= PAGE EXCERPT =

%%

IMF asks India to hike petro-prices

EXPRESS NEWS SERVICE

WASHINGTON, July 17: While lavishing handsome praise on the United Front Government for its economic policies so far, the International Monetary Fund (IMF) has underlined the need for an urgent and ``substantial'' increase in petroleum prices and phasing out fertiliser subsidies in order to control the deficit and carry forward the economic reforms.

The IMF recommendations follow the Executive Board consultations with India earlier this month. Expressing concern over the large public sector deficit which was ``a drag on economic performance'', the IMF directors warn that there is a ``significant risk'' of revenues not responding to recent bold tax cuts as buoyantly as anticipated by the authorities, and even the modest deficit reduction targeted in the latest budget might not be achieved, unless contingency measures are adopted, including hiking petrol prices and accelerating the disinvestment program.

%%

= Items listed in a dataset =
%%

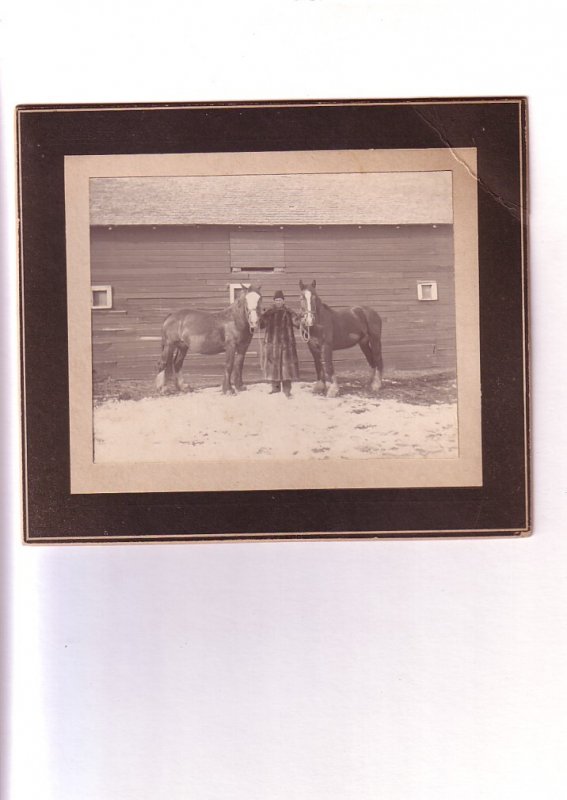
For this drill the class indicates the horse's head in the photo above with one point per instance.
(310, 303)
(253, 304)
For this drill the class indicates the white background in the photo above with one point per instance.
(411, 670)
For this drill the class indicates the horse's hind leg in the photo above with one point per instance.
(178, 359)
(375, 336)
(165, 367)
(329, 371)
(320, 386)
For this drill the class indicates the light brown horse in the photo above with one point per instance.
(192, 331)
(327, 329)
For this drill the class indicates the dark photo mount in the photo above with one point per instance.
(495, 505)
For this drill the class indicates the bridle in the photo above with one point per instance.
(248, 312)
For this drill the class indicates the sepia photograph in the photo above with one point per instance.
(320, 305)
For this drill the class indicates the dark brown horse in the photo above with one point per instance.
(192, 331)
(326, 329)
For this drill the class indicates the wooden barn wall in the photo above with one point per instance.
(154, 270)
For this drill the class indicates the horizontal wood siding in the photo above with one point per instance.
(156, 269)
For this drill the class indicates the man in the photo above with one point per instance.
(279, 353)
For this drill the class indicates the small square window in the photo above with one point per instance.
(427, 290)
(101, 297)
(235, 290)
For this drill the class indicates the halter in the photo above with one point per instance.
(304, 329)
(248, 311)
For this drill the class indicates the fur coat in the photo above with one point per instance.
(279, 353)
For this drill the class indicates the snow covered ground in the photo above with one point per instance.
(206, 425)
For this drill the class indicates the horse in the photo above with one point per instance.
(192, 331)
(327, 329)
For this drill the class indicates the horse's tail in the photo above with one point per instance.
(372, 322)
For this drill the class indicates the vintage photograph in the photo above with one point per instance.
(281, 312)
(291, 319)
(342, 301)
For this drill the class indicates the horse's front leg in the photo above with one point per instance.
(227, 387)
(238, 365)
(329, 372)
(319, 387)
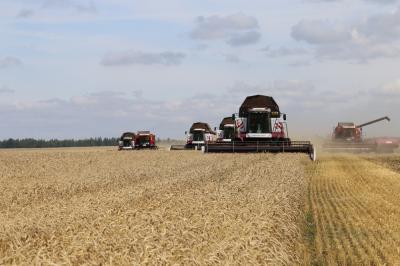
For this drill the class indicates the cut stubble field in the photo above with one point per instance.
(354, 205)
(100, 206)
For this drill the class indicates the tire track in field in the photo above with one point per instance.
(354, 206)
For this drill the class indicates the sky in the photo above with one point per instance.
(76, 69)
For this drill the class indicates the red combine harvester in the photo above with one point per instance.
(261, 127)
(200, 134)
(127, 141)
(348, 137)
(145, 140)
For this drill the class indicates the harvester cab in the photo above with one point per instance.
(259, 119)
(261, 127)
(226, 131)
(145, 139)
(127, 141)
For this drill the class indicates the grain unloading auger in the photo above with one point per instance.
(348, 137)
(260, 127)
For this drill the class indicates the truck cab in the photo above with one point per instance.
(226, 131)
(199, 134)
(127, 141)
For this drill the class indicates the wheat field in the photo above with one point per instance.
(355, 210)
(100, 206)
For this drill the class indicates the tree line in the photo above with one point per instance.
(56, 143)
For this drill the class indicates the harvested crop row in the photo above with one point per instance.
(389, 161)
(355, 208)
(99, 206)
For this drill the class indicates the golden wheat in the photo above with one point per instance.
(99, 206)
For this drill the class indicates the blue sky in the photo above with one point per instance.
(73, 68)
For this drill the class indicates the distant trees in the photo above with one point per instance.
(55, 143)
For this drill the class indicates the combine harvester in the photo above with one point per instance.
(348, 137)
(145, 140)
(200, 134)
(140, 140)
(261, 127)
(127, 141)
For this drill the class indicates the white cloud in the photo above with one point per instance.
(79, 6)
(237, 29)
(5, 90)
(142, 58)
(376, 37)
(25, 13)
(9, 61)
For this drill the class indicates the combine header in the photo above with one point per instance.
(260, 127)
(348, 137)
(200, 134)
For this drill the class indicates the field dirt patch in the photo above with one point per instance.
(157, 207)
(355, 207)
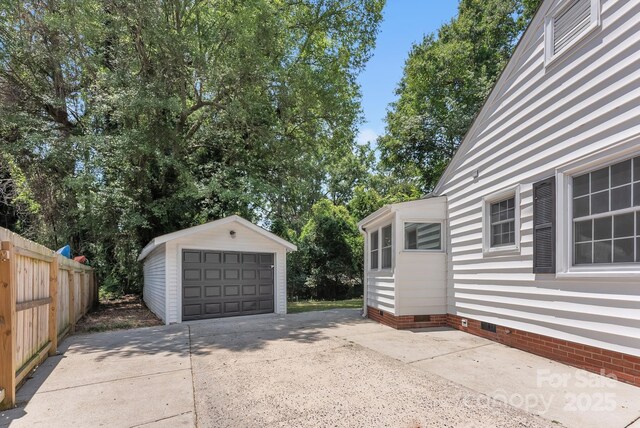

%%

= EXERCISE TASKS =
**1)** In the news article on the IMF and India, how did the IMF directors describe the large public sector deficit?
**2)** Retype the news article on the IMF and India between "EXPRESS NEWS SERVICE" and "the economic reforms.", inclusive.
**3)** Write the next part of the news article on the IMF and India, continuing from its final sentence.

= TASK RESULTS =
**1)** They described it as "a drag on economic performance."

**2)**
EXPRESS NEWS SERVICE

WASHINGTON, July 17: While lavishing handsome praise on the United Front Government for its economic policies so far, the International Monetary Fund (IMF) has underlined the need for an urgent and ``substantial'' increase in petroleum prices and phasing out fertiliser subsidies in order to control the deficit and carry forward the economic reforms.

**3)**
An IMF background paper that follows the latest round of consultations between the agency and the Indian Government notes that the central deficit declined to 5 per cent of gross domestic product (GDP) in line with the Budget target, but the deficit on the oil pool account rose sharply, ``mainly because increasing oil import prices were not passed on fully to consumers''.

The executive board noted that India's overall economic performance had remained broadly favourable, despite the recent slowdown in industrial production and exports. Although the UF government has given renewed impetus to structural reforms, ``the consequences of the incomplete nature of the reforms are increasingly evident... in the relatively slow pace of new investment in infrastructure sectors now open to the public sector''.

The IMF board said the recent tax rate cuts needed to be complemented with measures to expand the base, reduce tax exemptions, and improve tax administration.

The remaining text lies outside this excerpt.